● INSTRUCTIONS FOR THE TASK
Copy the data below word for word, starting at the line that contains "Note to the class: find the bicycle" and ending at the end of the data.
---+---
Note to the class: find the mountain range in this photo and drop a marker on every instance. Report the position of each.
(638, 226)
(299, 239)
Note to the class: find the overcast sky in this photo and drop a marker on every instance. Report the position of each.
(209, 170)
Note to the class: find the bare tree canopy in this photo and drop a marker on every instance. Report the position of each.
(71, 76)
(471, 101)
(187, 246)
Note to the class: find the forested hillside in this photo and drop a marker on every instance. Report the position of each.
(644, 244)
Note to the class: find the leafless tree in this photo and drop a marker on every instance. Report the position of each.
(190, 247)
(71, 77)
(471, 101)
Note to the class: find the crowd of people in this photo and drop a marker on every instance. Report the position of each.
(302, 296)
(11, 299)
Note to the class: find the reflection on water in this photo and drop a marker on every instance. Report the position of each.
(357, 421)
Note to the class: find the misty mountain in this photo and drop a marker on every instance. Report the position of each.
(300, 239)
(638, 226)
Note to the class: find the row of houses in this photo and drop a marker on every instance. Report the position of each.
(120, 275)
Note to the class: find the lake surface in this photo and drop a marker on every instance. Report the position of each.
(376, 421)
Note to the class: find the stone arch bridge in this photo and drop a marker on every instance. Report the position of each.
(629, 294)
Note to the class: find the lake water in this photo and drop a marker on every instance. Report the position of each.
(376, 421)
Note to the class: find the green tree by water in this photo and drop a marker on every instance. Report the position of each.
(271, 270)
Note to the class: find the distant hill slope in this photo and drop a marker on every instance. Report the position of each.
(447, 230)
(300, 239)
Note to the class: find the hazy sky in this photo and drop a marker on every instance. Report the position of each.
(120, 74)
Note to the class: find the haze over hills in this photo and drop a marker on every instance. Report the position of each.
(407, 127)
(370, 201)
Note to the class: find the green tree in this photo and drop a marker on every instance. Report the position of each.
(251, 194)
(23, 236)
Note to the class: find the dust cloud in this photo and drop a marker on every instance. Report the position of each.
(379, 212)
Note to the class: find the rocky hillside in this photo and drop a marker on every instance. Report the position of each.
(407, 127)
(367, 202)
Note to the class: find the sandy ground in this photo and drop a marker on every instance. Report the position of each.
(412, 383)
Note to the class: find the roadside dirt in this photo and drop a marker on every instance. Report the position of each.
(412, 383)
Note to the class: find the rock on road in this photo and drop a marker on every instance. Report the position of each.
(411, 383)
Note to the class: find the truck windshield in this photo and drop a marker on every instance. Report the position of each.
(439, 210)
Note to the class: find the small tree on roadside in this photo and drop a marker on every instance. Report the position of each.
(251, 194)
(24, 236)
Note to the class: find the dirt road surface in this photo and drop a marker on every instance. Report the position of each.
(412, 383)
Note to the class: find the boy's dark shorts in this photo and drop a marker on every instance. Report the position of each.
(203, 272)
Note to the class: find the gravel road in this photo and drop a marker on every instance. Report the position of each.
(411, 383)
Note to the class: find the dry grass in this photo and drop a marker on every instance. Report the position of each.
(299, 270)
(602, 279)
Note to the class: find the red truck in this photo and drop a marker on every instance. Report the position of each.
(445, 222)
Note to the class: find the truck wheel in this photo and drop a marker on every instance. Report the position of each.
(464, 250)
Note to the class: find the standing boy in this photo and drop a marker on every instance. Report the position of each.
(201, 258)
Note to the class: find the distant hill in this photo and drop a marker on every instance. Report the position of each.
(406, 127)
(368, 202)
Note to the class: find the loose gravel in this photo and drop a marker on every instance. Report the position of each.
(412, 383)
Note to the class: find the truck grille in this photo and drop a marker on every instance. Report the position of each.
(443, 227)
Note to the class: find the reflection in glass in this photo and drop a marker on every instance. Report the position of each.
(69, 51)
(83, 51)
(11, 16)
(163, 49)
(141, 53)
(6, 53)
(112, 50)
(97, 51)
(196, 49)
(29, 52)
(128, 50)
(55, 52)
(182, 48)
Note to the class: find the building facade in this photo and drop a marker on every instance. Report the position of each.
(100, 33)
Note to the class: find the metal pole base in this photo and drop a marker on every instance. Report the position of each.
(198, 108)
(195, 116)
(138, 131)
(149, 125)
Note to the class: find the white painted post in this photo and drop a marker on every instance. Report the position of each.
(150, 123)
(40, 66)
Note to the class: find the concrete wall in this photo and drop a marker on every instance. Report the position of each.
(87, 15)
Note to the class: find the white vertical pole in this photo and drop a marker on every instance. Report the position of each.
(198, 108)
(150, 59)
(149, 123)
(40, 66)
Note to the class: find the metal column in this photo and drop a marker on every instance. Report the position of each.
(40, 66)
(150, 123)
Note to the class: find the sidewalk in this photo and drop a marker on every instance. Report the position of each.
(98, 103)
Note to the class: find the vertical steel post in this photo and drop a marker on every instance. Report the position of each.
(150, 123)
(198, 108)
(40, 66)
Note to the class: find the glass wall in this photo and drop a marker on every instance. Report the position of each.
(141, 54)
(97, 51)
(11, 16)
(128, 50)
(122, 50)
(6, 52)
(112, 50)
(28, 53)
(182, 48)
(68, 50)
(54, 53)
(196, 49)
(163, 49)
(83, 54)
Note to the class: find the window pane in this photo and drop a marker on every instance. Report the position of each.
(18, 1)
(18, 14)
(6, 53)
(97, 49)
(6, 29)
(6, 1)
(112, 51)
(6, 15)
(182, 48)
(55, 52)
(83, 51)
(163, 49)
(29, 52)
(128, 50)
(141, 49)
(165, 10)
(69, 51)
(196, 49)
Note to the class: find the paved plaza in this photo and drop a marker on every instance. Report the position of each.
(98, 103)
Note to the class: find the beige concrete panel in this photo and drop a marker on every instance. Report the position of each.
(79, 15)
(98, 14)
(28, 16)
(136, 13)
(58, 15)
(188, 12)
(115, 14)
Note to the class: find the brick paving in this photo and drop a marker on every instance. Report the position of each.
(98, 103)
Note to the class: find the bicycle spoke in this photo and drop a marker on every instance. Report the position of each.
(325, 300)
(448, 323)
---+---
● SOLUTION FOR THIS TASK
Note to the class: find the bicycle spoke in this photo and drop a marker on every instance. Report the position of each.
(325, 300)
(448, 323)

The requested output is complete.